» 演習課題 1
記録のうち、「frame」という語を含む行をすべて列挙しなさい。

» 抽出テキスト
目標達成への道のりは前途多難−新政権の「聖域なき改革」・財政再建(2)−

(スペイン)

マドリード発

2012年05月17日

政府の緊縮財政措置の発表が相次いだが、財政再建の目標達成は困難との見方が強い。ドイツ国債との利回り格差(スプレッド)は政権交代以降、最大の400ベーシスポイント(bp、1bp=0.01%)を上回って推移し、マクロ経済も2012年第1四半期に景気後退入りが確認されるなど、見通しが悪化。国際金融市場からの圧力が再び強まっている。連載の後編。

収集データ
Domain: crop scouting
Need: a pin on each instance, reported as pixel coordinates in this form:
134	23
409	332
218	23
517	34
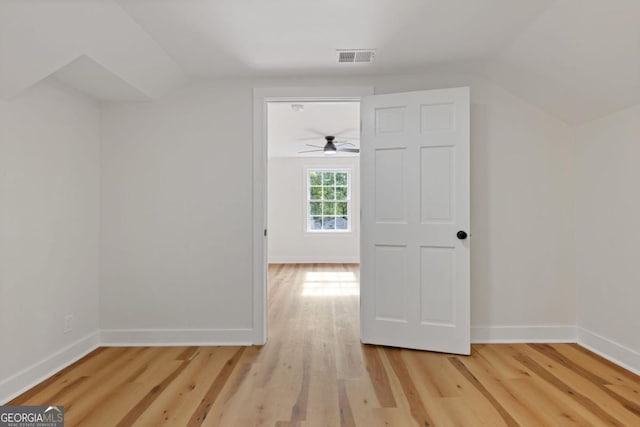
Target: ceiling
289	131
578	59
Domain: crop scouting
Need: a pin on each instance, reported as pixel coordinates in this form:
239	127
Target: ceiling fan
332	147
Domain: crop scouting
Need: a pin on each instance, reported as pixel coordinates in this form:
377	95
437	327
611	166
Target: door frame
262	96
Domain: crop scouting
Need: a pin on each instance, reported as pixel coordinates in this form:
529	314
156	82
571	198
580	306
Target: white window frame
308	200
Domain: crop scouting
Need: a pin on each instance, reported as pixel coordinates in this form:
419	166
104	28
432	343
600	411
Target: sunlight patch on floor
330	283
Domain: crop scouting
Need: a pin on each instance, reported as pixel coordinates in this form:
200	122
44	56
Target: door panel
415	197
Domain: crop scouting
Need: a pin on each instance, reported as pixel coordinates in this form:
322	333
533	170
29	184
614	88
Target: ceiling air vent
356	56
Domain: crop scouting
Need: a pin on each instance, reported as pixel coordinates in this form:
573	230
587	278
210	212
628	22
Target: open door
415	252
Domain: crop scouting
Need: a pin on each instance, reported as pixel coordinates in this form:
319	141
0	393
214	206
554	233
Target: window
328	200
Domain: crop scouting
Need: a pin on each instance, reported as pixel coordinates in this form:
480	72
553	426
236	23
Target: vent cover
356	56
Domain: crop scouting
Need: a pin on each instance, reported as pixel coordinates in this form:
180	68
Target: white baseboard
173	337
312	260
40	371
610	350
523	334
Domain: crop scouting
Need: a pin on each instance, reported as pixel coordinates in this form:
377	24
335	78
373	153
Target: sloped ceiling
38	38
578	59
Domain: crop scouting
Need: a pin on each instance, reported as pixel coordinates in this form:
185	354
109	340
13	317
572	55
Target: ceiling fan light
330	147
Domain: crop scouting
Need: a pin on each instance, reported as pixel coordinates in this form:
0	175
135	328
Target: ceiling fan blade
347	130
317	132
309	138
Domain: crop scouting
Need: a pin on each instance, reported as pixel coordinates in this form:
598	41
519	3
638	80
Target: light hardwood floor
314	372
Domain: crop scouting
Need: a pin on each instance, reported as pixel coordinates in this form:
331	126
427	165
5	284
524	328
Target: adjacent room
363	213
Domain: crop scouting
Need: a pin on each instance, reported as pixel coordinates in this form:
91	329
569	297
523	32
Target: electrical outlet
68	323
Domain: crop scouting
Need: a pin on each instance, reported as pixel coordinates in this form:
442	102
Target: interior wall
288	240
607	235
49	217
176	218
177	202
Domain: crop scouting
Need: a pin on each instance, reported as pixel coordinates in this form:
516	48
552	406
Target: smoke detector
355	56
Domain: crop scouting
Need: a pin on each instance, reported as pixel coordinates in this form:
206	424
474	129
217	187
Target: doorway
308	219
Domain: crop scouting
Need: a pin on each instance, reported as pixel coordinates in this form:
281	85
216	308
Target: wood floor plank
313	371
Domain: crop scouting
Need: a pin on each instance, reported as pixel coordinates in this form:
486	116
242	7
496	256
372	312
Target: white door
415	220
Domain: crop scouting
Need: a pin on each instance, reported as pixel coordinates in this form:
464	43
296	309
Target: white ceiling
230	38
578	59
289	131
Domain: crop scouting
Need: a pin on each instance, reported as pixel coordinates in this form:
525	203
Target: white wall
289	241
176	218
176	215
49	215
607	235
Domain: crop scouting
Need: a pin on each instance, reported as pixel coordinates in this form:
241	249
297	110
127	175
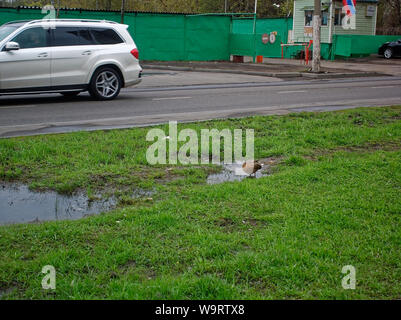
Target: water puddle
233	172
18	204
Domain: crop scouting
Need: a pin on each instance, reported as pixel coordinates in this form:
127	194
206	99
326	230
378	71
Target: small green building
332	20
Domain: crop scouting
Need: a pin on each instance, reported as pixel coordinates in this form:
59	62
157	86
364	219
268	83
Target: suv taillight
135	53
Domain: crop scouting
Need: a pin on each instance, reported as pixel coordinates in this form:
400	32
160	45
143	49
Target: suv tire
105	84
70	94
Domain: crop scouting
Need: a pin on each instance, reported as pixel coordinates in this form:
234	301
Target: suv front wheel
105	84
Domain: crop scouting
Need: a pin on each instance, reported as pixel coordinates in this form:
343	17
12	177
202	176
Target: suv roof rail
17	21
70	20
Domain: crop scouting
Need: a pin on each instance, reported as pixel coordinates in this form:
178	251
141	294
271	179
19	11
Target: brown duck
251	167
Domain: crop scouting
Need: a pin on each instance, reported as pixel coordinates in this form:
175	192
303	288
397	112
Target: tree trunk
316	37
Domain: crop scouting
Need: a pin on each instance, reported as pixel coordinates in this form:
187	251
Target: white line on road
16	107
171	98
382	87
298	91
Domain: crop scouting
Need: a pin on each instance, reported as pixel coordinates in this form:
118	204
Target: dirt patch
369	147
6	290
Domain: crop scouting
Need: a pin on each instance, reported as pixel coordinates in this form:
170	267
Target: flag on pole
349	6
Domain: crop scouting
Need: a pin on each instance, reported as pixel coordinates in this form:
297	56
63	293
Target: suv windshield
6	31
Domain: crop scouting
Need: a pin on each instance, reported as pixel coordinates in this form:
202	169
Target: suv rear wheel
70	94
105	84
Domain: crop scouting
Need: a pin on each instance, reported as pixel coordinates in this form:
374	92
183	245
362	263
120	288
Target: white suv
68	57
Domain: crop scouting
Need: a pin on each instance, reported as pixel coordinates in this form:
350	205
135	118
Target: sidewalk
370	64
286	68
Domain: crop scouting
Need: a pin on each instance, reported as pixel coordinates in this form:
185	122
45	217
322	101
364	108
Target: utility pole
254	30
317	21
122	10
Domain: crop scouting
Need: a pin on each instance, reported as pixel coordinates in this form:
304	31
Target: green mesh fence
158	36
168	37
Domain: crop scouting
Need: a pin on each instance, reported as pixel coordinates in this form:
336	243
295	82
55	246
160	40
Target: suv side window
71	36
32	38
105	36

» 演習課題 2
上の抽出テキストについて、次の問いに答えなさい。
(a) この記事はどこ発のものか。
(b) 記事の日付はいつか。
(c) ドイツ国債との利回り格差は、政権交代以降、最大で何ベーシスポイントを上回って推移しているか。

» 完全な解答 1
Target: door frame
Target: white window frame

» 完全な解答 2
(a) マドリード発である。
(b) 2012年05月17日である。
(c) 400ベーシスポイントを上回って推移している。